▸ **Task requirements**
Reproduce the entries below word for word, starting with the line that contains "Please point out the red pinstriped" and ending after the line that contains "(1158, 354)".

▸ **Materials provided**
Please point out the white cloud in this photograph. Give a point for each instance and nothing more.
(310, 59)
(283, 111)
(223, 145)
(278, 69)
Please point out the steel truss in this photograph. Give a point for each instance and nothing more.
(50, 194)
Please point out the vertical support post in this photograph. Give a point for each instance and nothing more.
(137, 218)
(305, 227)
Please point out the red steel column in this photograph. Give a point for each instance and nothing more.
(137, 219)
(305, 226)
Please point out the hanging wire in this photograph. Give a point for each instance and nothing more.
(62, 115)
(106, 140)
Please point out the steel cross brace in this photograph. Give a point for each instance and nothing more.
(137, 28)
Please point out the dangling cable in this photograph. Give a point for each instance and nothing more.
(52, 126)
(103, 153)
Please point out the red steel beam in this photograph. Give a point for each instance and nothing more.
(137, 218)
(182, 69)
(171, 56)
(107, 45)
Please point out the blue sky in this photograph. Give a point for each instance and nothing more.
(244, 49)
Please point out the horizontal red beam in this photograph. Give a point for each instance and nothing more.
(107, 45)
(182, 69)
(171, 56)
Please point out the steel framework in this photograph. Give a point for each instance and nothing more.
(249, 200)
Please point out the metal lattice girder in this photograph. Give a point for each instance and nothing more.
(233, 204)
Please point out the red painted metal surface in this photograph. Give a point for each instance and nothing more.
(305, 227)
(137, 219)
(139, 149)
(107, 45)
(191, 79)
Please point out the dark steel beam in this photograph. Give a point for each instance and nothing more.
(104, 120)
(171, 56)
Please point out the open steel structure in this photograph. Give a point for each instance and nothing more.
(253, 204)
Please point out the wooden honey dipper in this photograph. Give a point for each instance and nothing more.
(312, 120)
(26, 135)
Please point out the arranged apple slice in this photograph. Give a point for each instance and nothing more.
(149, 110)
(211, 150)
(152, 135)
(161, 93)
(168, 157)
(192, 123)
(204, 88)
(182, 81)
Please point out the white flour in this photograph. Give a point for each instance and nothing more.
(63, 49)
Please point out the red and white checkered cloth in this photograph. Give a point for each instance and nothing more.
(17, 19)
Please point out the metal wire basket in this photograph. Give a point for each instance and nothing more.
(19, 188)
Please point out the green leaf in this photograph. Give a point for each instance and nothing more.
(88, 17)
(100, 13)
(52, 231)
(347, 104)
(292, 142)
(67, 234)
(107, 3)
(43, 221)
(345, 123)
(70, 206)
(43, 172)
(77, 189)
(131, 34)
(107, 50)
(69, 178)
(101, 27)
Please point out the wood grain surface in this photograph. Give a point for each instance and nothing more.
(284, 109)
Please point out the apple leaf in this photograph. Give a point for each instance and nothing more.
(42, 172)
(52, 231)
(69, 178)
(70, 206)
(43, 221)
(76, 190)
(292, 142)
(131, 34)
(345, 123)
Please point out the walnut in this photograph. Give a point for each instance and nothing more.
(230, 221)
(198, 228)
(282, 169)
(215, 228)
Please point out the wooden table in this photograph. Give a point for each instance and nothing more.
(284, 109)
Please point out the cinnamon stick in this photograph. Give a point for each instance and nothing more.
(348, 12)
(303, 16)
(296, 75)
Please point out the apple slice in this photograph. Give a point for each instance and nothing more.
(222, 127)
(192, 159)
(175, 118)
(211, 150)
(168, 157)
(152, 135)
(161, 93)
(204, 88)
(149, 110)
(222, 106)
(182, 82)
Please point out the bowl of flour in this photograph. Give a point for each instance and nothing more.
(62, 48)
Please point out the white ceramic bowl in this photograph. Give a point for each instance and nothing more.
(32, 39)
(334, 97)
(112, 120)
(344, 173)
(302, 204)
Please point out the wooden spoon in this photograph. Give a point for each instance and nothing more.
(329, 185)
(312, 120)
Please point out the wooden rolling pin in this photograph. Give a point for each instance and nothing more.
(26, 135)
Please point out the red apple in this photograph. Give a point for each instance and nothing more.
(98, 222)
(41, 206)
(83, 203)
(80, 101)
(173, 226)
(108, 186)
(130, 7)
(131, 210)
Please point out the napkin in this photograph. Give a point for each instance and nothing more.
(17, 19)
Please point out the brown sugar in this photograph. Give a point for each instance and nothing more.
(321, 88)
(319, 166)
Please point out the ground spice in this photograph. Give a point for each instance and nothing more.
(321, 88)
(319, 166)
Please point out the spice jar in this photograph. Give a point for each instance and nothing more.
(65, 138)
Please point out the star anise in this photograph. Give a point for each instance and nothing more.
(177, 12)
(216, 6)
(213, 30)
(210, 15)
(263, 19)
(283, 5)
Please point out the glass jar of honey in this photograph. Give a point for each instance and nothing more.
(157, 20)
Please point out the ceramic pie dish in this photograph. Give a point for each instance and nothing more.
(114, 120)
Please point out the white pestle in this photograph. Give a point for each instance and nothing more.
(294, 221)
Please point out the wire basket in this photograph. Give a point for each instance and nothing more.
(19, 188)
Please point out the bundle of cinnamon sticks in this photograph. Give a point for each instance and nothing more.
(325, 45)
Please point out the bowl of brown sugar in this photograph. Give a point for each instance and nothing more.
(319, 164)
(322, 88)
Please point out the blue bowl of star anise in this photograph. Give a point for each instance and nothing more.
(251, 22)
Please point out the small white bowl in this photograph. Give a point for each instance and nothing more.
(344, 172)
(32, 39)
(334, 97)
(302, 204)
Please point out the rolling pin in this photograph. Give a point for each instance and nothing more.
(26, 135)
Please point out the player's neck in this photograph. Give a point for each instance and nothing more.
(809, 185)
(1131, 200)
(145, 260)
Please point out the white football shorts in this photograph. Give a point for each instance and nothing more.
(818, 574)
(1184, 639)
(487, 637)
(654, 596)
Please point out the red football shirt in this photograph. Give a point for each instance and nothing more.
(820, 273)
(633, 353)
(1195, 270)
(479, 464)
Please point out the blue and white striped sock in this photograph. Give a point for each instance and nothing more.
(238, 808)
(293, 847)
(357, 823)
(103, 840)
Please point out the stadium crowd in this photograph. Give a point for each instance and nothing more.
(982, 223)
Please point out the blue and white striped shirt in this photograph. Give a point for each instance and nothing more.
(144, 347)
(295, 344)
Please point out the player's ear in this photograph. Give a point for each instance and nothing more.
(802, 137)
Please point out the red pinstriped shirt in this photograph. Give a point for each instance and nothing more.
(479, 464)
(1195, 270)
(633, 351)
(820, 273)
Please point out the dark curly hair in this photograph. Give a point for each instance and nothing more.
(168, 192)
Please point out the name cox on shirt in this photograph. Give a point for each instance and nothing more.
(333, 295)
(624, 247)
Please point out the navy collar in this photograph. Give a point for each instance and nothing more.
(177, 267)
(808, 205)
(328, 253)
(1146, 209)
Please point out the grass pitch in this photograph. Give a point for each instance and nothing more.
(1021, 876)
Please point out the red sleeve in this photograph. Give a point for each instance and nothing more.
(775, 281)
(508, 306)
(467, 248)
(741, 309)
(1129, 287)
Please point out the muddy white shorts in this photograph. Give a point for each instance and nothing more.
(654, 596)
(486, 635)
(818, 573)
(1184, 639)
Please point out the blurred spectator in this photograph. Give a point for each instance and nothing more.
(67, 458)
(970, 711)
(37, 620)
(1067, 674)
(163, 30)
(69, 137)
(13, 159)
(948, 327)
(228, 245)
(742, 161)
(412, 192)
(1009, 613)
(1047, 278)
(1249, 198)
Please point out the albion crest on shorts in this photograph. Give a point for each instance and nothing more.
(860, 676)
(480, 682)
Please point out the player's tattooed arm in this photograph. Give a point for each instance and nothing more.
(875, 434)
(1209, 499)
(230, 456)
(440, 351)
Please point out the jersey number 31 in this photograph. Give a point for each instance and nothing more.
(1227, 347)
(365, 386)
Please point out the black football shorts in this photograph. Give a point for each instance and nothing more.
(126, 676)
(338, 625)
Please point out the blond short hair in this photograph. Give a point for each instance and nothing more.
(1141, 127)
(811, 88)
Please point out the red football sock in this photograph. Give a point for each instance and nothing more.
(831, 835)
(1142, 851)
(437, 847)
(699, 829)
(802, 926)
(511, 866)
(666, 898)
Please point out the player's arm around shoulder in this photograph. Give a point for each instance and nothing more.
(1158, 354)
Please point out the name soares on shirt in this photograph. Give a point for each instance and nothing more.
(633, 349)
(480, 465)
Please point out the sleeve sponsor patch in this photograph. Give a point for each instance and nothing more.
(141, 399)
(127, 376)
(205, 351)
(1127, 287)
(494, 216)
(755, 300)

▸ **Complete output**
Please point out the red pinstriped shirt in this photograph. Give a point for each instance and nothing more.
(479, 464)
(1195, 270)
(633, 351)
(820, 273)
Please point out the dark curly hair in this photograph. Give a point for each instance and nothing more.
(168, 192)
Please point out the name cox on shirt in this photograph. Give a point for each instance and nothing more.
(333, 295)
(624, 247)
Please point out the navy collar in this photograph. Give a point for each instance and nothing more.
(177, 267)
(808, 205)
(328, 253)
(1146, 209)
Please point out the grass pitch in this photograph. Give a point for each instance and nothing more.
(1021, 876)
Please point out the red sleeve in this photograph. Give a point for each instance and nothing more.
(775, 281)
(508, 306)
(467, 248)
(741, 309)
(1129, 287)
Please point out the muddy white shorts in this photograph. Give a point for each instance and nothing more.
(654, 596)
(486, 635)
(818, 573)
(1184, 639)
Please point out the blurred spectator in this photograph. Give a point for each instance and nothing more.
(67, 458)
(970, 711)
(37, 620)
(1067, 674)
(163, 30)
(69, 137)
(13, 159)
(948, 327)
(228, 245)
(742, 161)
(412, 192)
(1009, 613)
(1047, 278)
(1249, 198)
Please point out the albion crest on shorts in this photograph. Give a point for each instance and nothing more.
(860, 676)
(480, 682)
Please point out the player's tattooed arm in this photograph. Give a point for each instance and nothing more.
(875, 434)
(1209, 499)
(230, 456)
(440, 351)
Please point out the jersey number 31 in this photograph. Give a point for each instance and nothing more.
(1227, 347)
(365, 386)
Please point out the black football shorts in this photograph. Give a point for each instance and nothing more.
(126, 676)
(338, 625)
Please point out the blond short hair in this photograph. Give a point for each instance and nothing more.
(1141, 127)
(811, 88)
Please point out the red football sock in this photograph. Give a point for each instance and nothing more.
(831, 835)
(1142, 851)
(437, 847)
(699, 829)
(802, 926)
(511, 866)
(666, 898)
Please point out the player's arm around shoulder in this photograph. Give a point for each instance and nothing more.
(1158, 354)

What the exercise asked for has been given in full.